Entries from a point annotation set:
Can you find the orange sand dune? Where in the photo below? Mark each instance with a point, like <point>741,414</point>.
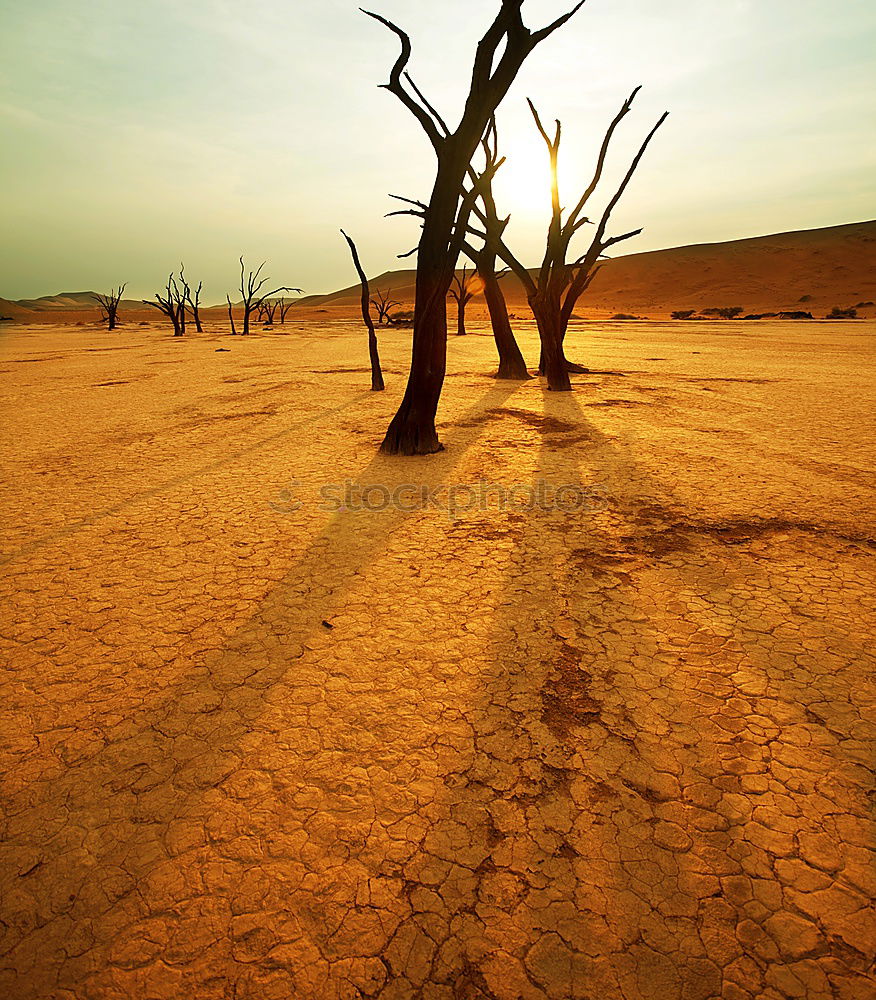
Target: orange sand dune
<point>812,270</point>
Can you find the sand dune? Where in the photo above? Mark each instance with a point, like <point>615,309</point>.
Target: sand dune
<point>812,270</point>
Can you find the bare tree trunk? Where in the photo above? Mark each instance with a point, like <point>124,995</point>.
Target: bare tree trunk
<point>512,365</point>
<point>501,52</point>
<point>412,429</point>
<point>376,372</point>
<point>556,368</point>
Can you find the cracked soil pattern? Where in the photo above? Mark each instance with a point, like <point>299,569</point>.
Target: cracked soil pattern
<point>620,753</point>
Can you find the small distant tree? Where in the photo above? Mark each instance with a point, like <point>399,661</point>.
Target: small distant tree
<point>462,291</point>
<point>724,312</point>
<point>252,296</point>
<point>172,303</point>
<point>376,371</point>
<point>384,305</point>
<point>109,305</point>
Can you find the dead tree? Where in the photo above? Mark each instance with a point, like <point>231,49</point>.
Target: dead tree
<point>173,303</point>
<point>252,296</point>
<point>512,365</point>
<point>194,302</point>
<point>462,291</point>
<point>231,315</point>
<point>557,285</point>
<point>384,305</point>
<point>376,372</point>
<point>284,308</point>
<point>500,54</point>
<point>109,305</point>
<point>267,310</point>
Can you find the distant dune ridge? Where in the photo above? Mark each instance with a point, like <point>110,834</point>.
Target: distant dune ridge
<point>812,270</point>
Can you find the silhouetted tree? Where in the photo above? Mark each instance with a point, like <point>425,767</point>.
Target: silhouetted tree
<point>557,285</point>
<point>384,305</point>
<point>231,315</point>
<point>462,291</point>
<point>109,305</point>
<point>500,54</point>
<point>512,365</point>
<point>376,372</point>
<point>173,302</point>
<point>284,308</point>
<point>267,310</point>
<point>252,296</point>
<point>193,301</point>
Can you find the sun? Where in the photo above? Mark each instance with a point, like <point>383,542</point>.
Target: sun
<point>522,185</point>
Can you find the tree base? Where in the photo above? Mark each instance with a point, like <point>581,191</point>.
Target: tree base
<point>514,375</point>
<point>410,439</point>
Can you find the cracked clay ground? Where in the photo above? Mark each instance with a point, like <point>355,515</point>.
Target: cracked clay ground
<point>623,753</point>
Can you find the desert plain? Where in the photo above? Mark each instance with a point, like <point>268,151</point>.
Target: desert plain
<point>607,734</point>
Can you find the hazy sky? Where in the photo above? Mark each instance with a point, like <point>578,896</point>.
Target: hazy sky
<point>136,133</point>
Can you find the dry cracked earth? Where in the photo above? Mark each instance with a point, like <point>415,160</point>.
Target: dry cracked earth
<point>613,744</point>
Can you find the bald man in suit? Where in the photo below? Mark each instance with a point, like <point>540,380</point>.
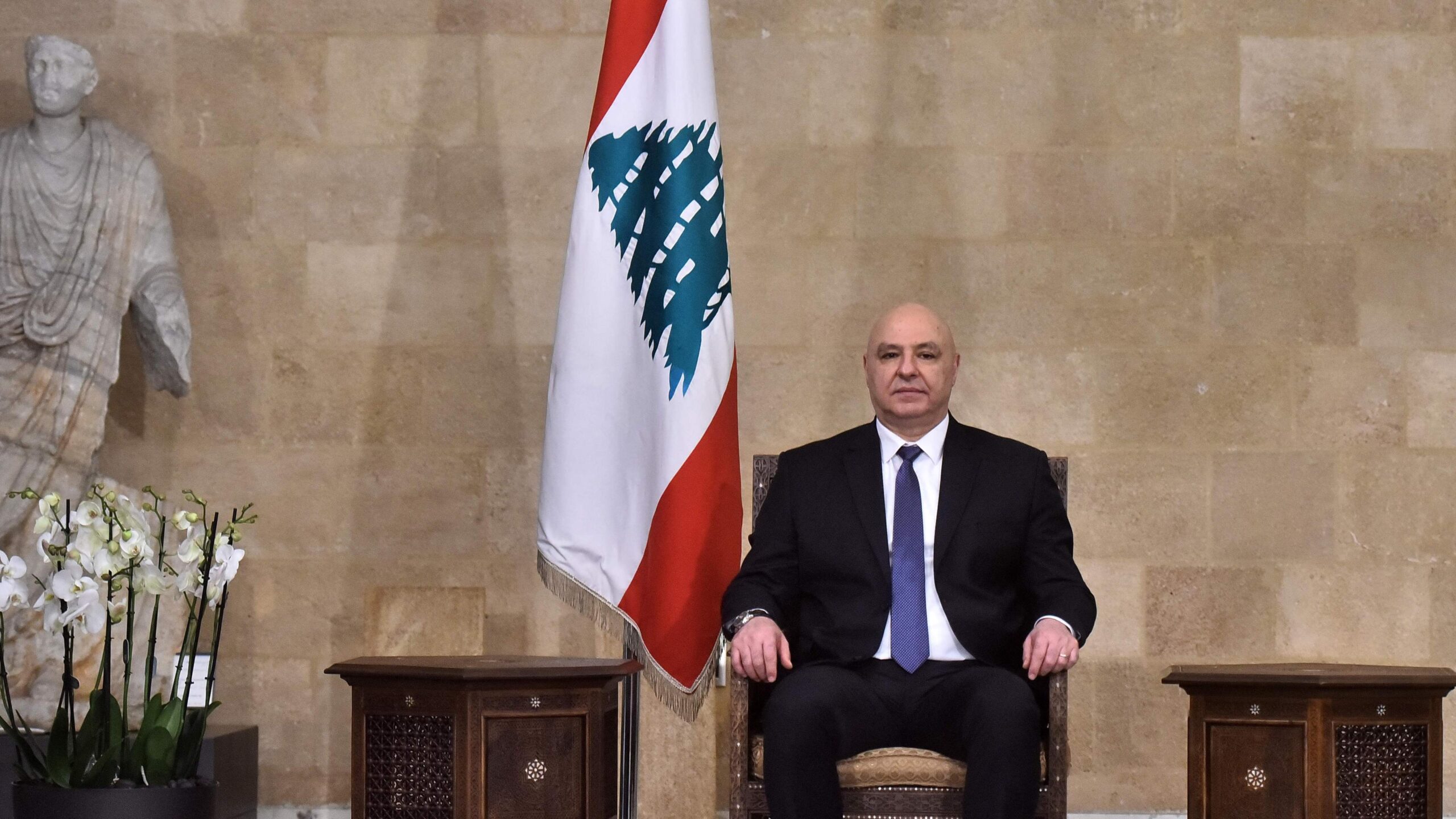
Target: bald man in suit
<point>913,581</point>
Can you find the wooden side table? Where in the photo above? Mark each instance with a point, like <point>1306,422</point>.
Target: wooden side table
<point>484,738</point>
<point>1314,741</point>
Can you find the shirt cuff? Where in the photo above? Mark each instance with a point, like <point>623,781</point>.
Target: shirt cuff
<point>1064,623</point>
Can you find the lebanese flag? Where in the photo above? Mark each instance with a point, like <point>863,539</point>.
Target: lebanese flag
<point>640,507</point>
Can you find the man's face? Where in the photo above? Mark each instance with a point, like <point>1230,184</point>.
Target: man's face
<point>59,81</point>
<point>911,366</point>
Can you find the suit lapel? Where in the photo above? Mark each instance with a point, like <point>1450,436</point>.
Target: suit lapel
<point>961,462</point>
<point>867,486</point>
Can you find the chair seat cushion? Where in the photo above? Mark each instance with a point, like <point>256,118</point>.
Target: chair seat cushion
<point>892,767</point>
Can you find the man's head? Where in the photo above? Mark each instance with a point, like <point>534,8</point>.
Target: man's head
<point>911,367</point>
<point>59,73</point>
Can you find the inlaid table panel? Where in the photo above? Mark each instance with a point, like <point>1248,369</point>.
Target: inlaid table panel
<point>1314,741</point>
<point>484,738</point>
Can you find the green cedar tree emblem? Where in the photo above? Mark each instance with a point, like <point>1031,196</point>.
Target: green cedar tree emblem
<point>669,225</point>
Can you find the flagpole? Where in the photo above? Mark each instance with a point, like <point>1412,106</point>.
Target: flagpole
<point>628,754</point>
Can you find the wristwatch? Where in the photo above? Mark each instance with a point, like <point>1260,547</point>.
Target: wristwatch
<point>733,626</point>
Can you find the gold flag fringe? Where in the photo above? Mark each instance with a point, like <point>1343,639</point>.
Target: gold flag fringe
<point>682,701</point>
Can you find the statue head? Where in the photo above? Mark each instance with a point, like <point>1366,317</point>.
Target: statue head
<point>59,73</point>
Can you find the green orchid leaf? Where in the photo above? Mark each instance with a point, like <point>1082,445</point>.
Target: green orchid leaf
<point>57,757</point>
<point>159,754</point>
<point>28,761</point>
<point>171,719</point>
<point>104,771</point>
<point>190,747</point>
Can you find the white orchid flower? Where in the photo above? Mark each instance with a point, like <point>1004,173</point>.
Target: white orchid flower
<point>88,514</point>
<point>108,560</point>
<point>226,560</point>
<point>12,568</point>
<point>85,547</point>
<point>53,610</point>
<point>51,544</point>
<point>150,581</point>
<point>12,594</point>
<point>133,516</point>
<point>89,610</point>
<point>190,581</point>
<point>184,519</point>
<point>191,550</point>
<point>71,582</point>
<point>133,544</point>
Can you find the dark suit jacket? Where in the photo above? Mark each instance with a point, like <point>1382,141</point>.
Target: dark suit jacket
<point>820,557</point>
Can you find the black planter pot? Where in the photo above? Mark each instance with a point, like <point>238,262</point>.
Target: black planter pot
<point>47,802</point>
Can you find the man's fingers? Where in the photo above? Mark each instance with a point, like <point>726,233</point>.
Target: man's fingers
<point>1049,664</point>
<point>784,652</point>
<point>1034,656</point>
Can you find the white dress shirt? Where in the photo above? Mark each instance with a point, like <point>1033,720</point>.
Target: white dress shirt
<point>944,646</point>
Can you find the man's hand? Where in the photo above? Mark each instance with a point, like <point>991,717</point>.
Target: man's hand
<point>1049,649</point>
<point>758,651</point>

- The exercise
Copy the listing above from its start through the line containing "<point>620,753</point>", including that line, and leave out the pictures.

- Response to the exercise
Can you find the orange sand dune? Where in the photo below? Mark each instance with a point, like <point>741,414</point>.
Target: orange sand dune
<point>812,270</point>
Can you find the sand dune? Where in the photo above? Mark each instance with a point, like <point>615,309</point>.
Target: sand dune
<point>812,270</point>
Can you find the bare tree trunk? Where in the photo above? Mark each instance with a point, like <point>124,995</point>.
Target: bare tree trunk
<point>512,365</point>
<point>501,52</point>
<point>412,429</point>
<point>376,372</point>
<point>556,368</point>
Can you find the cracked soil pattern? Where in the photo above? Mark each instance with a point, like <point>299,569</point>.
Target: cracked soil pattern
<point>620,753</point>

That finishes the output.